Dataset records:
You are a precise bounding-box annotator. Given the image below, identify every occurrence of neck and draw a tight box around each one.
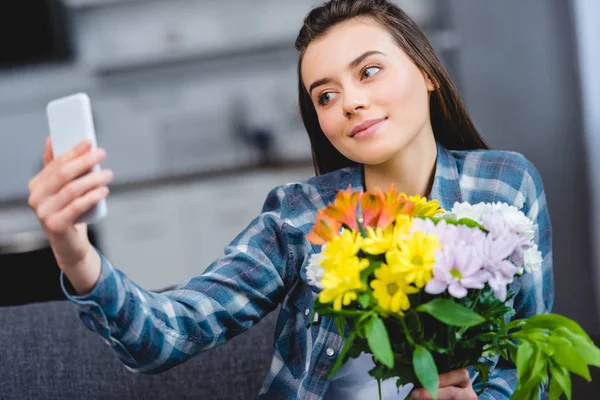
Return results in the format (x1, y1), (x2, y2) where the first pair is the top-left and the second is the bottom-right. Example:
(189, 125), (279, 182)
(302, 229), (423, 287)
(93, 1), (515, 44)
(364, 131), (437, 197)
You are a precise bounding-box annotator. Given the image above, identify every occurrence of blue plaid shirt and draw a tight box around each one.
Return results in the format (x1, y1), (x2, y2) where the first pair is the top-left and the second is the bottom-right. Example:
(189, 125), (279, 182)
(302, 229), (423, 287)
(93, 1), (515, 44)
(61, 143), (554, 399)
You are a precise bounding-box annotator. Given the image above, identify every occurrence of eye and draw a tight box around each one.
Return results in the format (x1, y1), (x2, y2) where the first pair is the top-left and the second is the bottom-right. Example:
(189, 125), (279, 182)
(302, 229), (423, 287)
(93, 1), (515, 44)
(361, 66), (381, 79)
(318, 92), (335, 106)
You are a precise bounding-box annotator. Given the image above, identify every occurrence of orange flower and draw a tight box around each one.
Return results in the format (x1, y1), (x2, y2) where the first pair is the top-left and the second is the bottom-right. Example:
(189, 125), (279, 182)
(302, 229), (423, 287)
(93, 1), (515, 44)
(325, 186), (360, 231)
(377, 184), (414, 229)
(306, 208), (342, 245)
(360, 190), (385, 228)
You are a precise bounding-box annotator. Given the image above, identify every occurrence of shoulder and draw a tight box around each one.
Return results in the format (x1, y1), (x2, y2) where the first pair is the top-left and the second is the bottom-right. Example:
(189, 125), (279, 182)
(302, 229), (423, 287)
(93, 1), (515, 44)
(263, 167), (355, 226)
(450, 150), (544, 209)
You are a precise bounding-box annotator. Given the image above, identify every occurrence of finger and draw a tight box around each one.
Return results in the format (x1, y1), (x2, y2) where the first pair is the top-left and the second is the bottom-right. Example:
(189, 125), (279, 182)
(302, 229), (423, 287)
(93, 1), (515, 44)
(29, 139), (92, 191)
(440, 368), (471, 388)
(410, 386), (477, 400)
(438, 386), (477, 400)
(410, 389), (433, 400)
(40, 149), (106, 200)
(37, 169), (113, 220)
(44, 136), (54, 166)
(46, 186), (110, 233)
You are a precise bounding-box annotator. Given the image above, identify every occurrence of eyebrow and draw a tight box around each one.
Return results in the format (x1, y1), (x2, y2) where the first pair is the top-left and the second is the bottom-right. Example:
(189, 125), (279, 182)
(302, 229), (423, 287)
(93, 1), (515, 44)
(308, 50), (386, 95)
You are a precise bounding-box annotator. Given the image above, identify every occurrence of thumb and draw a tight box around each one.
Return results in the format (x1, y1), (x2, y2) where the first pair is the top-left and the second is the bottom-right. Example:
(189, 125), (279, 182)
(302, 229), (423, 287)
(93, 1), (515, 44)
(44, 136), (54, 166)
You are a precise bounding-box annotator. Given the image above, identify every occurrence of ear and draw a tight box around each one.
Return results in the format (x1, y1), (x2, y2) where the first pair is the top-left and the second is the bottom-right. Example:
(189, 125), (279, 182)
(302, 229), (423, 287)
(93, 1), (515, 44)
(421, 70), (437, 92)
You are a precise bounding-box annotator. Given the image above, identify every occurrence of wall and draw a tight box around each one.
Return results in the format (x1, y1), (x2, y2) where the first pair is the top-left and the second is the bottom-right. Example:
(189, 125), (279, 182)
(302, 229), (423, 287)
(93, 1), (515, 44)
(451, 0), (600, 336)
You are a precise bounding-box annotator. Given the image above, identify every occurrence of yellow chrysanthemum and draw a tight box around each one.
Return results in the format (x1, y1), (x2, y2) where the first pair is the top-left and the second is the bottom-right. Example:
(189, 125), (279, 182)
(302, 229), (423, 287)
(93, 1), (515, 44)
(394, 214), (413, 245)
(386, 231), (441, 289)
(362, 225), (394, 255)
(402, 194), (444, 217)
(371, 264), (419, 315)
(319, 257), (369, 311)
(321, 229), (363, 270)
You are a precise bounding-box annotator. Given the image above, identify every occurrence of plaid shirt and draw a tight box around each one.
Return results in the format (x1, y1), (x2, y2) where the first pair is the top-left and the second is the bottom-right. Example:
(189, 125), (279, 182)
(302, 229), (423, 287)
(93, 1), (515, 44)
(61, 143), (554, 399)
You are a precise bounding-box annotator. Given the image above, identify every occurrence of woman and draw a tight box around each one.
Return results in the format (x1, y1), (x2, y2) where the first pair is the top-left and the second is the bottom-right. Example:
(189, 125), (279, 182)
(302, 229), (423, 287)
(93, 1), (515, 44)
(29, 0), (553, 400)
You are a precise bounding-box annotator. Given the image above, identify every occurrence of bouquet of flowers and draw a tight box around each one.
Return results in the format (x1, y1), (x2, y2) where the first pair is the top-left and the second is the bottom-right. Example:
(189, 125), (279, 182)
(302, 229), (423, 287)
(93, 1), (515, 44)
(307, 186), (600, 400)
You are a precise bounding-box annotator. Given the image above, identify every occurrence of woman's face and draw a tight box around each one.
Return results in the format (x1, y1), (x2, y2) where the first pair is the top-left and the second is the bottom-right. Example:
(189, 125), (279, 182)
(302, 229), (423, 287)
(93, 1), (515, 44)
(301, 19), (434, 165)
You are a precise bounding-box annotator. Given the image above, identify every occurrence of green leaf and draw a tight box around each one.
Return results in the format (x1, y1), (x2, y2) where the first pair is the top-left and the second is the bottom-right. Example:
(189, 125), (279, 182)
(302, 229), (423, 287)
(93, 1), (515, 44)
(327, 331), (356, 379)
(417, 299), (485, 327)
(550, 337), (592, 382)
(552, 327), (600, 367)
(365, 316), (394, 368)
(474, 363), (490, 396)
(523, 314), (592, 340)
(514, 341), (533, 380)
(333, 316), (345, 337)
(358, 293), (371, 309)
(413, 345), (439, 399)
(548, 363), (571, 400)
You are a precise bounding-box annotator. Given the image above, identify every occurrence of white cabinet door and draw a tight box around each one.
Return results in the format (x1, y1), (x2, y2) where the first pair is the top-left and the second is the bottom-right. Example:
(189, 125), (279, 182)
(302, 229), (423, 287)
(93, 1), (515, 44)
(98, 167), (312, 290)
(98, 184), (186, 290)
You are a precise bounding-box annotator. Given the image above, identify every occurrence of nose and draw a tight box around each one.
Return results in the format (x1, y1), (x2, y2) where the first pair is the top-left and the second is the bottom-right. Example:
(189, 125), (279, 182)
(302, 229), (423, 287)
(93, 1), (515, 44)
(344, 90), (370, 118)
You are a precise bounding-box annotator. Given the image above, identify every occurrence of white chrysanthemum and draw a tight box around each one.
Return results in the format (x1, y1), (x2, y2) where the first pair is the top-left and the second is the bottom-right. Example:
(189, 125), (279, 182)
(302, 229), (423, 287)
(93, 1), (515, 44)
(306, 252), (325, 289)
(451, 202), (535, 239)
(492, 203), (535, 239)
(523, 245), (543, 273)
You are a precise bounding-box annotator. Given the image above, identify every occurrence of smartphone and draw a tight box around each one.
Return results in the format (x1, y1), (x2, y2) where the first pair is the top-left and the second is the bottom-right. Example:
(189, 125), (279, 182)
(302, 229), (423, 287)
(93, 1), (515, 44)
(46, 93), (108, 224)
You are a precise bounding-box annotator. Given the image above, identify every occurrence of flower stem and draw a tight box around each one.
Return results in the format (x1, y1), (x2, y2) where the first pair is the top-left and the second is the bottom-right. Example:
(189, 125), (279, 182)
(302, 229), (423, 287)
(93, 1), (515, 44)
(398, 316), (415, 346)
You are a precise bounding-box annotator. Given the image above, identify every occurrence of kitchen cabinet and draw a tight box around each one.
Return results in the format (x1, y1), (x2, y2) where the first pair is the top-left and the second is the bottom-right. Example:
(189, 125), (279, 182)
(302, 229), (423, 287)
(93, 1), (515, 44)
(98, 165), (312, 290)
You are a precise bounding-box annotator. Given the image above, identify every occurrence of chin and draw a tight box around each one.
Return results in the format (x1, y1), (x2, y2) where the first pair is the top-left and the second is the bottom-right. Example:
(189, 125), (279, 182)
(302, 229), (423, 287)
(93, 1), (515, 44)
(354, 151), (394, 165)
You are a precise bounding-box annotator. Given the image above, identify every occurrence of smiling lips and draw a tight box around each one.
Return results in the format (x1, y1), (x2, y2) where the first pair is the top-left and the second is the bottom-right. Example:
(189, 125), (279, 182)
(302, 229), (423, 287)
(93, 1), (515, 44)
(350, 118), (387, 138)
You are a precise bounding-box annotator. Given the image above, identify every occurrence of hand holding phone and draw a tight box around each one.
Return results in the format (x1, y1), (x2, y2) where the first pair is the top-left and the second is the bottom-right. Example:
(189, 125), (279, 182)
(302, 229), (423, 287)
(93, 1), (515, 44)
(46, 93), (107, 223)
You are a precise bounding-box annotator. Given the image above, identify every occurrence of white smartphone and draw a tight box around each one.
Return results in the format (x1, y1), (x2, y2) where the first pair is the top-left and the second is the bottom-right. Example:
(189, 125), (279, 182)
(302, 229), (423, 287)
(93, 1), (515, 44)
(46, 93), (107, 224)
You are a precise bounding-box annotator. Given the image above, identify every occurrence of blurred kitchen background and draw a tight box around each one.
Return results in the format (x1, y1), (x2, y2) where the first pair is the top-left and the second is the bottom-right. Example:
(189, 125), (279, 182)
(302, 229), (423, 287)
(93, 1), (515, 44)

- Work to complete:
Can you reproduce the rows from the line containing "of woman and" through the line containing "(301, 19), (434, 165)", inclusive, rescaling every bounding-box coordinate in the answers by 2.35 and rounding to whole numbers with halves rounded up? Keep the requests and their format samples unchanged.

- Output below:
You are a precise bounding-box annotator. Given the image above, identify every occurrence of woman and draw a tight box around each one.
Return results in the format (x1, y1), (x2, y2) where the first pair is the top-left and the second is the bottom-right. Example:
(189, 125), (279, 182)
(302, 229), (423, 287)
(93, 1), (515, 44)
(68, 0), (1300, 940)
You are a precise bounding-box annotator. Given the image above, identify every occurrence of bouquet of flowers and draw a tight box around each one.
Return results in the format (x1, y1), (x2, y2) where the first pair is the top-left and the second is the bottom-right. Example:
(189, 125), (279, 182)
(302, 229), (423, 287)
(93, 1), (515, 44)
(721, 437), (1410, 940)
You are a precise bounding-box annotator. Given the image above, identify every occurrence of woman's face and draw a tight box around each one.
Return results in the format (x1, y1), (x2, y2) where the first pair is the top-left and the second is the bottom-right. Example:
(189, 125), (279, 182)
(302, 229), (423, 287)
(93, 1), (515, 44)
(707, 45), (1020, 388)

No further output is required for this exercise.